Exercise instructions: Transcribe every one of the following entries word for word, keeping each line, its wording, and its punctuation unchanged.

Entries provided:
⁂

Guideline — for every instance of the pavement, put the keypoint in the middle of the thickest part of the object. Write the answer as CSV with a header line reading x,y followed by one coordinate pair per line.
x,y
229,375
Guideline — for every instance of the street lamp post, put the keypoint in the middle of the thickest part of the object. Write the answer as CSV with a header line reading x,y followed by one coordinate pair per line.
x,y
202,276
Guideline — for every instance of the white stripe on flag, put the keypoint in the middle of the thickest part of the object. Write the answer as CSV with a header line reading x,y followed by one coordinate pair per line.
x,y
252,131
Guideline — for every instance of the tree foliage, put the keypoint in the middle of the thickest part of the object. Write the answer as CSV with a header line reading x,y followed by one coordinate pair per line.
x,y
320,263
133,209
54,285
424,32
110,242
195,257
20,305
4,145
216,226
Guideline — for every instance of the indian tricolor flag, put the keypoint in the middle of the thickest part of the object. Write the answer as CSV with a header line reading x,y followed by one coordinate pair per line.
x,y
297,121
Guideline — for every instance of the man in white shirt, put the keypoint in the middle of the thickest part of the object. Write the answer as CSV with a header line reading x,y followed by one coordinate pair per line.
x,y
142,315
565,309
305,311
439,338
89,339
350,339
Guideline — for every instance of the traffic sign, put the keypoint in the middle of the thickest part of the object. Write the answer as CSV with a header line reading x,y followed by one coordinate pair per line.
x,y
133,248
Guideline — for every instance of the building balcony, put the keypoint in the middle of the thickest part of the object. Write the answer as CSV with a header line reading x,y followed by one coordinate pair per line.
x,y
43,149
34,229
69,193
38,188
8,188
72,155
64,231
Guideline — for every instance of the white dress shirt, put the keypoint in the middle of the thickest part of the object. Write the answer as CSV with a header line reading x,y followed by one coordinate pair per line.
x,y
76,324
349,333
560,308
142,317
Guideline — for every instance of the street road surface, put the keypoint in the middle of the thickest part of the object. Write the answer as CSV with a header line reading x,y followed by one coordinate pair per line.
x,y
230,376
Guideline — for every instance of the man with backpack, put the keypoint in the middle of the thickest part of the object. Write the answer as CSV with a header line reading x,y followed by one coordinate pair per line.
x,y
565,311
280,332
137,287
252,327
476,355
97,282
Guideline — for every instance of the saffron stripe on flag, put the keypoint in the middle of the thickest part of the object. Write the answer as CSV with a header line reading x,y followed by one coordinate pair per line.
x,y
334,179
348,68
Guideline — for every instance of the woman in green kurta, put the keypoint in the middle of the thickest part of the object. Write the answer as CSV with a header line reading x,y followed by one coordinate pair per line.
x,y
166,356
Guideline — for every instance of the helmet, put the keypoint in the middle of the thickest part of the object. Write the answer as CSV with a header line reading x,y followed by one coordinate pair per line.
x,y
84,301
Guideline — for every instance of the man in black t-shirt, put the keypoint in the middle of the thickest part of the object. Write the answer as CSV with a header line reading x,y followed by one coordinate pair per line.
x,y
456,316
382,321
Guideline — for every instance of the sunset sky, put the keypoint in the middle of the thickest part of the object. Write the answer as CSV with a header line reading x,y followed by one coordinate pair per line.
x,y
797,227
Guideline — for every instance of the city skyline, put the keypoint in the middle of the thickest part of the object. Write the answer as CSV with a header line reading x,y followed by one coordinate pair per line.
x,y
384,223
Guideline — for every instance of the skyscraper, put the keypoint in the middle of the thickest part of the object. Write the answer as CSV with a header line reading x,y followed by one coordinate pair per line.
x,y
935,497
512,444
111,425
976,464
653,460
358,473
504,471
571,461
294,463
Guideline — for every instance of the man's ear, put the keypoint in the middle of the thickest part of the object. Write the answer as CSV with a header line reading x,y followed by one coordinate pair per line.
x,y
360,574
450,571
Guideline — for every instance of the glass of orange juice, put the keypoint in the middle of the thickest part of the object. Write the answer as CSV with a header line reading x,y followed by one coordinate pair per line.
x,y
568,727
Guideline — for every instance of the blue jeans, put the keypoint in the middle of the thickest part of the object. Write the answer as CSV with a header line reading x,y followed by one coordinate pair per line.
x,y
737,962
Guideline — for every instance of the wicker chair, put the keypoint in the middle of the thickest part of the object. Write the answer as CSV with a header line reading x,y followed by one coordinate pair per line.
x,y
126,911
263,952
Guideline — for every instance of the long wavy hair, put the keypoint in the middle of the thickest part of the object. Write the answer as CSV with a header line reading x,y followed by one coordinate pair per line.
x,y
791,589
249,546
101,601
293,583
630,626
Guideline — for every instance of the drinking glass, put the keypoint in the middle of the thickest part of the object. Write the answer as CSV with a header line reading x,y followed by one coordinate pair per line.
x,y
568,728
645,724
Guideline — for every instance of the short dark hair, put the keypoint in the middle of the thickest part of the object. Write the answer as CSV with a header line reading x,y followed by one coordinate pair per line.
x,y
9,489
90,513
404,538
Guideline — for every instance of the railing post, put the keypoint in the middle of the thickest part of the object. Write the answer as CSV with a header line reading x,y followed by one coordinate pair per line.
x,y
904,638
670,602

⁂

Result of this exercise:
Guideline — for every instance of the pavement, put the keypoint in the middle of the thickest part of the object. Write the answer as CSV with a header line reading x,y followed by one coordinate pair per line.
x,y
229,375
Guideline — for every instance of the street lamp post, put the keypoint in the middle of the thickest part of the object. Write the answer as CSV with a header line reading x,y followed by one coordinate pair per line.
x,y
202,276
Guideline — for every instance of the white stripe on flag, put the keypoint in the middle of the thickest part of the object. Write the answer as CSV with a header line reading x,y followed by one coordinate pair per line.
x,y
252,131
Guideline — for every instance of the tree foliage, put the keypoint in the middle of the thickest part of the object. Write the answer as CSV with a header line reading x,y followed by one coordinate pair per line.
x,y
320,263
133,209
54,285
424,32
110,242
195,257
20,305
4,145
216,226
Guideline — for every instance of the indian tricolor flag, put the keypoint in the middle of the thickest part of the object. Write the answer as CSV with a header line reading x,y followed by one coordinate pair per line.
x,y
297,121
Guideline — for every instance of the man in white shirt, put the keypoint in the middle of the thickest part of the object. Write the answer as CSV with a header line reading x,y followed by one coordinate pair per line.
x,y
142,315
565,309
305,311
439,338
89,339
350,339
Guideline — for every instance of the traffic sign, put the keypoint in the middle of the thickest part of the object. Write the answer as CSV with a header line reading x,y followed by one coordinate pair per line.
x,y
133,248
Guideline — for every instance of the building balcony, put the keypoint in the middle of the thickest part of the object. Write the answer as CSV with a header line reading x,y followed by one coordinate pair per line.
x,y
43,149
34,229
69,193
38,188
8,188
72,155
64,231
Guideline — for every instance of the white dress shirt, put the keypoint in the middle of the thickest part of the object. Write the answer as CSV with a header line reading x,y followed by one coordinate pair per line.
x,y
76,324
349,333
560,308
142,317
Guideline — for every instance of the street road surface, put the keypoint in the middle of the thickest part of the object. Write the answer as CSV with a header line reading x,y followed by one coordinate pair per line.
x,y
230,376
Guideline — for every instance of the man with backpack, put the keypoint in the middle of the thickest part of the object. Write the answer as CSV with a header line reading x,y followed by one coordinate pair per line.
x,y
565,311
280,332
137,287
252,327
476,355
97,282
Guideline — for every instance of the saffron stripe on flag, put the keypoint in the middle of the thickest part of the object. Write the answer as CSV with a header line reading x,y followed by one coordinate pair per line.
x,y
334,179
348,68
Guideline — for every instance of the woman in green kurta, put the keypoint in the middle of the thickest part of the object. Write the answer as CSV with a header line reading x,y followed by one coordinate pair per line.
x,y
166,356
Guideline — for every instance of the helmet, put the keypoint in the middle of the thickest part of the object. Write the answer as CSV with a header line reading x,y followed by one coordinate pair per line.
x,y
84,301
Guideline — for every instance of the man in black t-shirt, put the keypoint in the middle of the thickest part of the object. Write the answer as CSV with a header line reading x,y followed by one coordinate pair per line.
x,y
456,316
382,321
Guideline — for every instance of the sunset sky, put the keypoint in the middle of the thickest part of the object. Write the answer as CSV with a header line reading x,y followed by one coordinate pair per line.
x,y
797,227
Guideline — for every instance of the city skyline, put the keypoint in the middle of the thickest part of the object. Write the answer as CSV with a header line reading x,y followed by one coordinate pair per line.
x,y
384,223
Guideline — for every instance of the skyscraper, put the keypoint in the middle of the thickest part of the object. Write the answer as CSV with a header line reading x,y followed by one coordinate pair per line.
x,y
935,497
512,444
111,425
976,464
653,460
358,473
504,471
571,461
294,463
Guideline — for every instance of the man's ear, put the keypoint in the middle of the thickest part of the object. Write the answer as CSV with a header line reading x,y followed by one coordinate pair per line.
x,y
360,574
450,571
Guideline — for every instance of the glass of orange juice, put the keypoint in the middle of the thickest part of the object. Write the answer as CSV with a header line reading x,y followed by one coordinate pair per line.
x,y
568,727
Guideline — for every instance of the blue jeans, put the keypoint in the middle of the thickest part of the object. Write the answer as CSV with a header line reading x,y followed by one coordinate pair per line.
x,y
737,962
Guideline — for every instance of the wicker chair, put the keypoint in the middle of the thickest part of the object. Write the answer as CSV with a header line reading x,y followed by one coordinate pair per line.
x,y
126,911
263,952
Guideline — for every instance of the long wavy hair, put the keypoint in the middle of the thickest part of the object. Write the answer as CSV with a header line reading x,y followed by one coordinate pair per line.
x,y
791,589
249,546
101,601
293,583
630,626
Guideline — for every instance of the drinking glass, put the keypoint in the middle of the thickest part of the object. Write the answer as CSV with a header line reading x,y followed by one coordinate pair per line.
x,y
568,728
645,724
Guideline — for every instance of the short dark hair, put the keypoint in the middle of the thickest part of the object. Write the answer as CSV with a header line reading x,y followed by one coordinate pair per line.
x,y
9,489
90,513
404,538
Guideline — for every instance of the railing post, put the keypoint in the middle of the thickest part of the object. Write the answer as CSV with a header line reading x,y followed by one coordinate pair per line.
x,y
904,638
670,602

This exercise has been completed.